### Exercise objective
When you reach the line containing "Query: glossy chocolate chip" in the entries below, start writing out each line exactly, and stop after the line containing "like x=949, y=1192.".

### Entries supplied

---

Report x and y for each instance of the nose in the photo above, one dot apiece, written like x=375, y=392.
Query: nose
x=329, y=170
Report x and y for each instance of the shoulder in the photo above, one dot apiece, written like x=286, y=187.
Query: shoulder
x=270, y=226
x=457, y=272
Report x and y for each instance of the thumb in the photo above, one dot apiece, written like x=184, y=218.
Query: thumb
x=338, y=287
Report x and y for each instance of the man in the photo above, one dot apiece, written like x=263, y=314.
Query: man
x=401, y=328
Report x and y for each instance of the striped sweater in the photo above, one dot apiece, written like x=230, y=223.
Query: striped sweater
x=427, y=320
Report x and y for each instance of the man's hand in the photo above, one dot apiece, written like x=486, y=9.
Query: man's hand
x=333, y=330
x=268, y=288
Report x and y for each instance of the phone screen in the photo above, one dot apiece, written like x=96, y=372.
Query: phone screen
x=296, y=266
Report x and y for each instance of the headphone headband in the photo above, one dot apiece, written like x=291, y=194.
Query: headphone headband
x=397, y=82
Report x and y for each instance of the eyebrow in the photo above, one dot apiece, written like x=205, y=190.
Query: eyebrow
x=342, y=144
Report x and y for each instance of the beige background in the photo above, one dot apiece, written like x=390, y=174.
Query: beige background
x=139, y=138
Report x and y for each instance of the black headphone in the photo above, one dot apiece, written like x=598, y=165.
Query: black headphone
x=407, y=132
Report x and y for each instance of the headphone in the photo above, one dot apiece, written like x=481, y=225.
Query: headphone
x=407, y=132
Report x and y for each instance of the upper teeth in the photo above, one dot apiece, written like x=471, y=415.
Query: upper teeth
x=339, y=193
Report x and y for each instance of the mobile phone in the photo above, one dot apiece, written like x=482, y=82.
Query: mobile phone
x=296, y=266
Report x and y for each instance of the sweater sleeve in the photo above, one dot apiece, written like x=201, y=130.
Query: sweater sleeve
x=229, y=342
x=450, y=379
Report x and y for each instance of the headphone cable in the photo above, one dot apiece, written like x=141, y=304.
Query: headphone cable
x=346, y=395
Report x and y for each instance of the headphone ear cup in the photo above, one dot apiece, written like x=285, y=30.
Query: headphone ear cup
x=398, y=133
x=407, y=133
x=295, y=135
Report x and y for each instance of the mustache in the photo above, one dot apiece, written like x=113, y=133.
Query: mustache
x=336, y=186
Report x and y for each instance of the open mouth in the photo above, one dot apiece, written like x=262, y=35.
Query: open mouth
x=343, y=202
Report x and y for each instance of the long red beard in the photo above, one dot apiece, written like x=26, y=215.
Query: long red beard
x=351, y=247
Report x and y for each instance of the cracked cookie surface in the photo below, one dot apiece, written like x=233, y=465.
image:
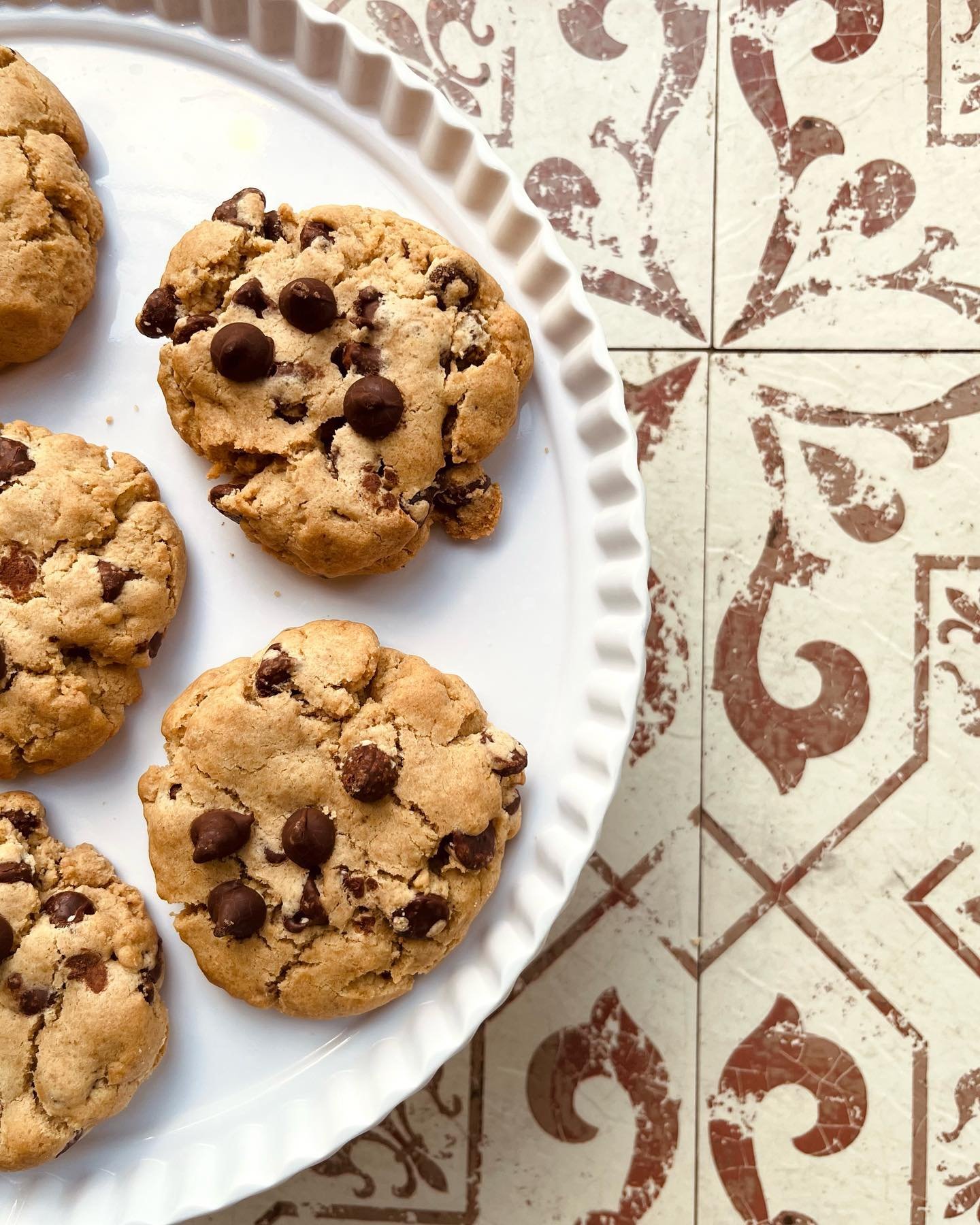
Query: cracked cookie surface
x=92, y=569
x=50, y=218
x=81, y=1018
x=347, y=369
x=332, y=817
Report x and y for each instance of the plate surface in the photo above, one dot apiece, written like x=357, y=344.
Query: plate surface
x=545, y=620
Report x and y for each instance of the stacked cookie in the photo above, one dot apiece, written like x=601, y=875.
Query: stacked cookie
x=333, y=813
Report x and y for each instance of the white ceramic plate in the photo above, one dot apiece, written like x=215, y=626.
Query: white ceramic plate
x=545, y=620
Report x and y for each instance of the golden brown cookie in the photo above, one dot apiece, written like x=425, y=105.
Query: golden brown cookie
x=50, y=218
x=332, y=817
x=347, y=370
x=81, y=1018
x=92, y=569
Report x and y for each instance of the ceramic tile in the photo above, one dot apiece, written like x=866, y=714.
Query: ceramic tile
x=606, y=113
x=842, y=147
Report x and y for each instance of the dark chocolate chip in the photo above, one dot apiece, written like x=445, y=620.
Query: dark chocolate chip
x=220, y=832
x=308, y=304
x=113, y=578
x=365, y=306
x=314, y=231
x=15, y=459
x=374, y=407
x=272, y=226
x=191, y=325
x=274, y=673
x=353, y=355
x=422, y=915
x=35, y=1000
x=291, y=413
x=159, y=316
x=14, y=871
x=251, y=297
x=309, y=836
x=369, y=772
x=90, y=968
x=67, y=908
x=242, y=352
x=446, y=274
x=235, y=909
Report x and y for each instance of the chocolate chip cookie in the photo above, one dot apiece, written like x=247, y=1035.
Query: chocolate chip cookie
x=91, y=572
x=347, y=370
x=50, y=218
x=81, y=1018
x=332, y=817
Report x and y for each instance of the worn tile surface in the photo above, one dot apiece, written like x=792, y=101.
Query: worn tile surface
x=760, y=1004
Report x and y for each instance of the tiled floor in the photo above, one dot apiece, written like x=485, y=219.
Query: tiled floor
x=761, y=1004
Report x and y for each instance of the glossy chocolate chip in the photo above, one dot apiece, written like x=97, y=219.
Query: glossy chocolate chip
x=374, y=407
x=242, y=352
x=235, y=909
x=14, y=871
x=15, y=459
x=191, y=325
x=365, y=306
x=353, y=355
x=159, y=316
x=309, y=836
x=314, y=231
x=220, y=832
x=369, y=773
x=424, y=915
x=272, y=226
x=473, y=851
x=67, y=908
x=251, y=297
x=274, y=673
x=308, y=304
x=113, y=578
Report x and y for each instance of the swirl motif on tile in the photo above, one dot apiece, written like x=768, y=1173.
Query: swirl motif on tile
x=779, y=1051
x=612, y=1045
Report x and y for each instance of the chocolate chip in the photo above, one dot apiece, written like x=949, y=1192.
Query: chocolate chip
x=363, y=358
x=314, y=231
x=374, y=407
x=191, y=325
x=251, y=297
x=274, y=673
x=424, y=915
x=15, y=459
x=228, y=211
x=220, y=832
x=220, y=491
x=15, y=871
x=18, y=569
x=309, y=836
x=291, y=413
x=113, y=578
x=159, y=316
x=90, y=968
x=473, y=851
x=242, y=352
x=365, y=306
x=369, y=772
x=35, y=1000
x=308, y=304
x=444, y=276
x=235, y=909
x=67, y=908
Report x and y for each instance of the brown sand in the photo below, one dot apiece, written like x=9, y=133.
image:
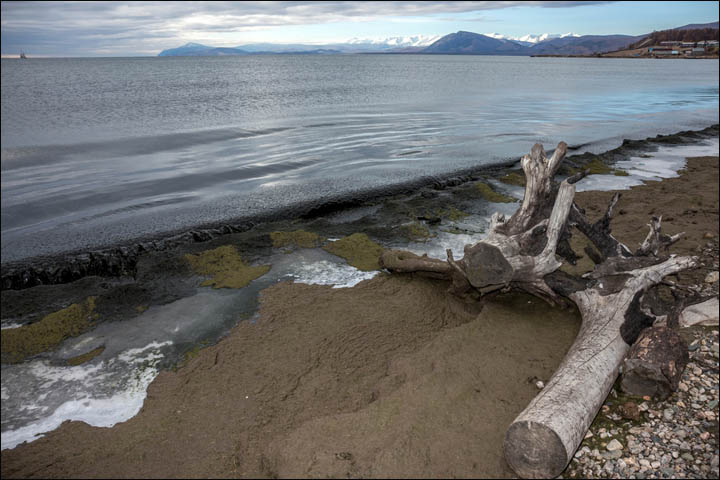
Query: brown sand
x=392, y=378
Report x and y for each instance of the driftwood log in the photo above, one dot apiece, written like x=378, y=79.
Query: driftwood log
x=525, y=253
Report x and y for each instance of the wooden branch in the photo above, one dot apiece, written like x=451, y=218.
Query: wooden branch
x=521, y=254
x=539, y=172
x=656, y=240
x=543, y=438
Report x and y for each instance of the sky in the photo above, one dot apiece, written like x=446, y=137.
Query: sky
x=92, y=29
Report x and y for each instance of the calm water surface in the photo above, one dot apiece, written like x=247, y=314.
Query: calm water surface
x=99, y=151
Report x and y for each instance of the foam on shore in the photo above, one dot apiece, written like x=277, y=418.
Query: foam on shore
x=90, y=387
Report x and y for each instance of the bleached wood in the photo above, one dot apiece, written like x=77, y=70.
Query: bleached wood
x=562, y=412
x=520, y=253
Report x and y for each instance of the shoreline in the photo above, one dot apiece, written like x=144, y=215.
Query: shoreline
x=303, y=397
x=121, y=259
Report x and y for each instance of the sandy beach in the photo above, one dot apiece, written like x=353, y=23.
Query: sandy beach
x=391, y=378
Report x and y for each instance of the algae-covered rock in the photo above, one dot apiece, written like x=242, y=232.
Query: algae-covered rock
x=414, y=231
x=48, y=333
x=514, y=178
x=491, y=195
x=359, y=251
x=225, y=267
x=299, y=238
x=452, y=214
x=85, y=357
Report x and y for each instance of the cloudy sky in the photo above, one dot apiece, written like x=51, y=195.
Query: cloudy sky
x=78, y=29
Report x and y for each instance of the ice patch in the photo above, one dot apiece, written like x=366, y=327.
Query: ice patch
x=102, y=394
x=324, y=272
x=11, y=325
x=665, y=163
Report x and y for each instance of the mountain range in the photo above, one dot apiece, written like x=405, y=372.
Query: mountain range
x=459, y=43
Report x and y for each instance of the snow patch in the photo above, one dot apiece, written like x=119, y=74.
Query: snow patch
x=130, y=372
x=328, y=273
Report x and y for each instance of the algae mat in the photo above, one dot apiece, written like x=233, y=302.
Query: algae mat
x=393, y=377
x=48, y=333
x=225, y=267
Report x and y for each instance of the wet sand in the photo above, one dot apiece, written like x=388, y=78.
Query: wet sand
x=391, y=378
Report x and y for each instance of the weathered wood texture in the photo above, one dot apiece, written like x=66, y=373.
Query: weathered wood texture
x=522, y=254
x=655, y=363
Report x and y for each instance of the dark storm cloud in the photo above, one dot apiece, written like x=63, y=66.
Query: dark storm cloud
x=91, y=28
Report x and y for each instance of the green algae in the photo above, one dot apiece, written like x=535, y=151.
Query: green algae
x=451, y=213
x=298, y=238
x=415, y=231
x=225, y=267
x=48, y=333
x=359, y=251
x=85, y=357
x=514, y=178
x=491, y=195
x=598, y=167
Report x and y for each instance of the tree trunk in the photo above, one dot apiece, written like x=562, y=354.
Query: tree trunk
x=543, y=438
x=521, y=254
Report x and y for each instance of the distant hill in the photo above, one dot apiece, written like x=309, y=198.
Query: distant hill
x=694, y=26
x=197, y=50
x=468, y=43
x=584, y=45
x=681, y=34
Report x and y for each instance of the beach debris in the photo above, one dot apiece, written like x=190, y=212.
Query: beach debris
x=655, y=363
x=705, y=313
x=525, y=253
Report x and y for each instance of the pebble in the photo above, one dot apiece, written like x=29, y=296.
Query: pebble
x=674, y=438
x=614, y=445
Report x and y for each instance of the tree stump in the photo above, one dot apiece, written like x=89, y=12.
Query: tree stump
x=525, y=253
x=655, y=363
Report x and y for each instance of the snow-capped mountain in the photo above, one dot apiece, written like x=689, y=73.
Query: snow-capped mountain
x=531, y=39
x=396, y=42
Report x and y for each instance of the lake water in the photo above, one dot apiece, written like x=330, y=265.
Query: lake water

---

### Written reply
Query: glossy chocolate chip
x=374, y=407
x=242, y=352
x=235, y=909
x=14, y=871
x=15, y=459
x=191, y=325
x=365, y=306
x=353, y=355
x=159, y=316
x=309, y=836
x=314, y=231
x=220, y=832
x=369, y=773
x=424, y=915
x=272, y=226
x=473, y=851
x=67, y=908
x=251, y=297
x=274, y=673
x=308, y=304
x=113, y=578
Report x and y for each instance of the swirl motif on tile in the photo above, one dot apiece, written like x=768, y=1173.
Query: swirl motif on tile
x=779, y=1051
x=612, y=1045
Report x and y for each instance of the chocolate chip in the photo above, one dot apiece, written like x=949, y=1192.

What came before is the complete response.